-------- STORED RECORDS

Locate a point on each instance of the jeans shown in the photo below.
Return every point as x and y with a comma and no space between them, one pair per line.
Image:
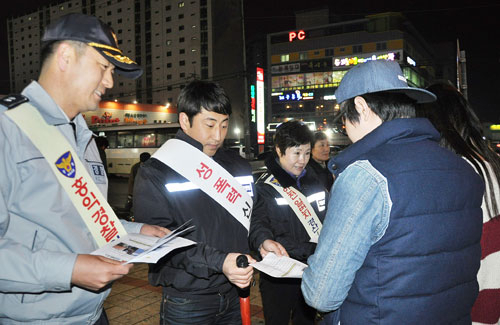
103,320
207,309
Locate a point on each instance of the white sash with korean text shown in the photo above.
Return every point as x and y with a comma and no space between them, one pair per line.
71,174
300,206
209,176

----------------

## WRITTEN TASK
Reproduce all of the records above word for word, leaving out the pictures.

## OUTPUT BELOW
Locate a point on each instance of the jeans shown in the photo below.
Return every point as x and y with a comma and no space between them, one pair per line.
Image:
103,320
207,309
Locate a point on each instance of the white sash with korean text shown in the photo above.
Return every point as x and y with a comma and no space between them, one pair per line.
71,174
300,206
209,176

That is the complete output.